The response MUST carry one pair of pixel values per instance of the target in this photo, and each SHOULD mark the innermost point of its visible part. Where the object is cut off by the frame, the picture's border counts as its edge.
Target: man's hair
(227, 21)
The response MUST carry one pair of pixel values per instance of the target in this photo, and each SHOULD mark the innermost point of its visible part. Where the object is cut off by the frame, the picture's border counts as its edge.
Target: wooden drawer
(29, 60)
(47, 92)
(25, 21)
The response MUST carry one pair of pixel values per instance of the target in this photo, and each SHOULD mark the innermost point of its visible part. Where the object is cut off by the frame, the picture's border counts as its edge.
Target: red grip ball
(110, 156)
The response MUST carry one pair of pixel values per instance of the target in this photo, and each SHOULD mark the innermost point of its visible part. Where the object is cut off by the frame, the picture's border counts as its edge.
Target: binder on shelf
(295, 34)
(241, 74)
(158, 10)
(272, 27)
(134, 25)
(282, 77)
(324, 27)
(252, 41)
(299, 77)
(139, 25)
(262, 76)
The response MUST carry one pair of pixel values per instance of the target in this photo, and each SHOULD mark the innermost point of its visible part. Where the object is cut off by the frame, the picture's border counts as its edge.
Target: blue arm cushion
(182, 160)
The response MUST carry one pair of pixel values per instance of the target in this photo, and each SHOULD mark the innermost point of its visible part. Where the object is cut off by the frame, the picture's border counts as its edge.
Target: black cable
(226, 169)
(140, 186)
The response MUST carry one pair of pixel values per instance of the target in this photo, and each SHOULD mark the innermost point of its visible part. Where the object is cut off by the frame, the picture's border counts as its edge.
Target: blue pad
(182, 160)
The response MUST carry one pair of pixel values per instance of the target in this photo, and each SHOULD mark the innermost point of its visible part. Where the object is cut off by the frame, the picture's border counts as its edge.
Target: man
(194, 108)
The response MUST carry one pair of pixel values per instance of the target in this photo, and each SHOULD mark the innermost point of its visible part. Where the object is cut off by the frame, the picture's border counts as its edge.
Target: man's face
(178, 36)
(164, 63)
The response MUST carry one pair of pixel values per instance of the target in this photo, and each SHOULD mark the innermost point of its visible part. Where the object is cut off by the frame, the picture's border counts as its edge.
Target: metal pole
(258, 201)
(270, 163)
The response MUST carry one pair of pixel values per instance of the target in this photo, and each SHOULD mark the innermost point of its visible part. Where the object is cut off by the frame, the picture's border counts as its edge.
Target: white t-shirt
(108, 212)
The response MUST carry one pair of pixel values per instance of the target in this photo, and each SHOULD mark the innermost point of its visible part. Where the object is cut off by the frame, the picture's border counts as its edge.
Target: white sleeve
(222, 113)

****

Your instructions: Each record above should be returned exactly as it appears.

Written solution:
The response MUST carry one pair of pixel values per instance of the target in this photo, and each SHOULD mark the innermost point of its visible part. Where the object is cut off by the frame, the picture's border counts as its edge.
Target: man's hair
(227, 21)
The response MUST carry one pair of pixel values per instance of the target in this photo, and each SHOULD mark the innermost point of its visible part. Where the object is cut off by the frame, the picture's border counts as its edge.
Target: wooden drawer
(29, 60)
(47, 92)
(25, 21)
The response MUST carry one pair of pixel values per instance of the target in this photo, and each SHOULD mark the innermost point of its visible part. Where the object is cut off by the frame, the picture's border counts as its edge.
Target: red grip ball
(110, 156)
The response MUST carry one pair of pixel values per instance of the target in this photo, and each SHOULD mark the innermost point of its visible part. Where the object is cut off by the frame, the picture's border counts as its edge.
Target: binder on shelf
(295, 34)
(241, 74)
(158, 10)
(272, 27)
(134, 25)
(282, 77)
(324, 27)
(252, 41)
(299, 77)
(139, 25)
(262, 76)
The response MUST carry one pair of pixel values per instance of the target in this photo, and each SHOULD mark the innermost point of its visible part. Where the object is cut off by the frame, the picture's border counts as its edge.
Target: blue arm cushion
(182, 160)
The response MUST carry one pair of pixel values per instance of the target in this photo, and each SHOULD mark the innermost point of its visible part. Where the object is cut off by the frame, the picture's border counts as its edge.
Target: black cable
(226, 169)
(140, 186)
The response MUST carry one pair of pixel values per instance of the target in this photo, and each SHOULD mark the innermost point of its visible part. Where the object is cut off by the frame, the picture's border counts as its edge.
Target: blue pad
(182, 160)
The response MUST carry one pair of pixel values per instance of the target in this photo, and each SHOULD mark the innermost point of its visible part. Where the object is cut off by the frame, the picture's border counts as its edge.
Target: man
(194, 108)
The response MUST carry one pair of pixel values per instance of the target in this photo, and each SHOULD mark the innermost point of its visible part. Where the object is cut off by the frame, the picture's border counts as its edge.
Target: man's face
(178, 36)
(164, 63)
The response MUST carry one pair of pixel values per instance of the target in this photo, and each SHOULD mark the innermost point of its visible part. Where the object is cut off by the frame, the picture's border counts as its edge.
Target: metal pole
(258, 201)
(270, 163)
The response MUST carry one pair of pixel values per instance of the target in this photo, and each SHOULD mark the innermost point of its visible part. Where the object is cut off by the frame, the picture's border counts as its edge.
Target: white t-shirt
(108, 212)
The response MUST carry one pair of pixel values per instance of the target in this photo, and each SHOULD mark the innermost point of its visible part. Where the object is cut off by the frame, the picture's border counts as its edge.
Target: white sleeve
(222, 113)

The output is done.